** Opening Page extract block **

Spring 2001:  Optimism and Problem Solving

My theme for this year has been the quality of optimism. 


A decade ago, University of Michigan psychology professor Christopher Peterson and his collaborator Lisa Bossio surveyed the extensive literature concerning the relationship between optimism and physical health.  Their book, Health and Optimism (Basic Books 1991), offers insights that can help us to explore this terrain with greater specificity.


Peterson and Bossio define optimism in cognitive, rather than emotional, terms.  Their definition entails a set of beliefs about the real world, beliefs that lead people to approach the world actively, gathering information they can use to solve problems.  The authors measure subjects’ optimism according to how they explain the causes of misfortunes they experience.  Optimists are those who attribute bad events to causes that are external to themselves, unstable (i.e., ephemeral), and specific to the particular event.

Peterson and Bossio describe many interesting studies that link optimistic thinking with such different health attributes as reduced incidence of the flu and prolonged survival after breast cancer.  And they offer thoughtful suggestions about how such a relationship might be explained.

** Closing Page extract block **
** Opening Data provided block **

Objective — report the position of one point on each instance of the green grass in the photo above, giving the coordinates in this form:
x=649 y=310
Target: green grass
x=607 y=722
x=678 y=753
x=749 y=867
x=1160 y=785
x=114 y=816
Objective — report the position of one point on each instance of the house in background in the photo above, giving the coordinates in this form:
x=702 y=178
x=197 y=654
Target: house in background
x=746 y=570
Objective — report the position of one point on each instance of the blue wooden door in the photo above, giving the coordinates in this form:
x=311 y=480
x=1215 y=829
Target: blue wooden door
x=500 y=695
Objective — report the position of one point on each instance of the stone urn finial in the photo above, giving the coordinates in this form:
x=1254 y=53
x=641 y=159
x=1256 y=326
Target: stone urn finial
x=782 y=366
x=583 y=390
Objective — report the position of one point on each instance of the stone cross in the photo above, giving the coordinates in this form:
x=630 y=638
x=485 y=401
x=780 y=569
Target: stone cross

** Closing Data provided block **

▶ _Task goal_
Reproduce, word for word and in full, the Spring 2001 piece on optimism and problem solving that appears above the listing.

▶ _Worked solution_
Spring 2001:  Optimism and Problem Solving

My theme for this year has been the quality of optimism. 


A decade ago, University of Michigan psychology professor Christopher Peterson and his collaborator Lisa Bossio surveyed the extensive literature concerning the relationship between optimism and physical health.  Their book, Health and Optimism (Basic Books 1991), offers insights that can help us to explore this terrain with greater specificity.


Peterson and Bossio define optimism in cognitive, rather than emotional, terms.  Their definition entails a set of beliefs about the real world, beliefs that lead people to approach the world actively, gathering information they can use to solve problems.  The authors measure subjects’ optimism according to how they explain the causes of misfortunes they experience.  Optimists are those who attribute bad events to causes that are external to themselves, unstable (i.e., ephemeral), and specific to the particular event.

Peterson and Bossio describe many interesting studies that link optimistic thinking with such different health attributes as reduced incidence of the flu and prolonged survival after breast cancer.  And they offer thoughtful suggestions about how such a relationship might be explained.